Stefan

A second go!

Can you compare the spacings of some of the rings, including the ones showing 
partial alignment, with the ones in this picture. 
http://www.pnas.org/content/102/2/315/F2.large.jpg



PNAS January 11, 2005 vol. 102 no. 2 315-320

Molecular basis for amyloid fibril formation and stability

O. Sumner Makin , Edward Atkins , Pawel Sikorski , Jan Johansson , and Louise 
C. Serpell



For a powder diffraction pattern from 3D crystals of a folded protein see for 
example

http://www.aps.anl.gov/Science/Future/Workshops/Biological_Crystallography/Summaries/VonDreele.htm



Colin




From: CCP4 bulletin board [mailto:CCP4BB@JISCMAIL.AC.UK] On Behalf Of Stefan 
Münnich
Sent: 06 April 2011 09:33
To: CCP4BB@JISCMAIL.AC.UK
Subject: [ccp4bb] diffraction of spherulites

Hey guys,


When I collect data from these spherulites/crystals (grown in 0.1 M sodium 
acetate, 0.1 M MOPS pH 7.5, 12 % (w/v) PEG-8000, protein buffer: 100 mM NaCl, 
50 mM HEPES pH 7.5):

http://img695.imageshack.us/i/cryst.png/

I get this diffraction pattern: (it's not cryo protected, so there's some 
ice-rings also)

http://img683.imageshack.us/i/diffv.jpg/

It can't be only ice-rings because those are usually starting at something like 
3.8 A, whereas I already got one ring directly around the beam center and also 
one at about 20 A.

Has anybody seen anything like that and tell me what it is?

· · · · · · ·

USING THE INFORMATION
1 - Translate this sentence from the spherulite post into Spanish: "It can't be only ice-rings because those are usually starting at something like 3.8 A, whereas I already got one ring directly around the beam center and also one at about 20 A."
2 - Please quote the spherulite post, everything from "http://img695.imageshack.us/i/cryst.png/" down to "about 20 A.".

DATA UNDER STUDY
· · · · · · ·

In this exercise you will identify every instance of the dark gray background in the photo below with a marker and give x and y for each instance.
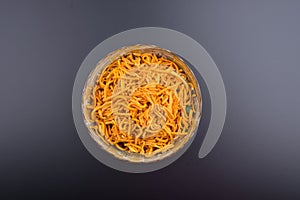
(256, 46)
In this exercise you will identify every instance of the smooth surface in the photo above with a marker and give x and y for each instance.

· · · · · · ·

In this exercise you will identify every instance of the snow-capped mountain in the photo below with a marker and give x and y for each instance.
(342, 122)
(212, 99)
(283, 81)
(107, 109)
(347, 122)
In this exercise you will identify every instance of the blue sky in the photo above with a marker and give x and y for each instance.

· · · · · · ·

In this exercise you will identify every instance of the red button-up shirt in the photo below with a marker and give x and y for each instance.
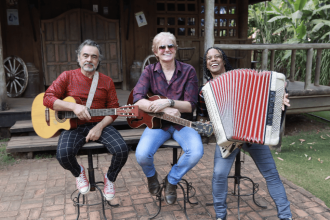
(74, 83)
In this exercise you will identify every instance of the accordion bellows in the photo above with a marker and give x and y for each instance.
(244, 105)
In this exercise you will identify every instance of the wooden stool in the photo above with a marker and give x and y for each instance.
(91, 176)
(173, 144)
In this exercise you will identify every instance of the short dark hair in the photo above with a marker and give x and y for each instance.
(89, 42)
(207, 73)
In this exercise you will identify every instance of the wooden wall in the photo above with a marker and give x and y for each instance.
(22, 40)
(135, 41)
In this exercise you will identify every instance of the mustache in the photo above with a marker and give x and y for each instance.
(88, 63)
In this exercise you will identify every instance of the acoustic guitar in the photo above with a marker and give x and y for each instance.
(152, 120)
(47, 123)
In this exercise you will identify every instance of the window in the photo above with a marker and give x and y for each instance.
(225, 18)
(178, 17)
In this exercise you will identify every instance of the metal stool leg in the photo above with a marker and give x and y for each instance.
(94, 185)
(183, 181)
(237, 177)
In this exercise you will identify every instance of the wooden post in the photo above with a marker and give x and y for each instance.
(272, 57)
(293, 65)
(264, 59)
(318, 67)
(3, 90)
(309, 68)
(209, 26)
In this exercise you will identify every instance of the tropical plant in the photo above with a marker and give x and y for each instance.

· · · · · · ·

RESULTS OF THE TASKS
1 - No pueden ser solo anillos de hielo, porque estos suelen empezar en algo así como 3,8 Å, mientras que yo ya obtuve un anillo justo alrededor del centro del haz y también uno a unos 20 Å.

2 -
http://img695.imageshack.us/i/cryst.png/

I get this diffraction pattern: (it's not cryo protected, so there's some 
ice-rings also)

http://img683.imageshack.us/i/diffv.jpg/

It can't be only ice-rings because those are usually starting at something like 
3.8 A, whereas I already got one ring directly around the beam center and also 
one at about 20 A.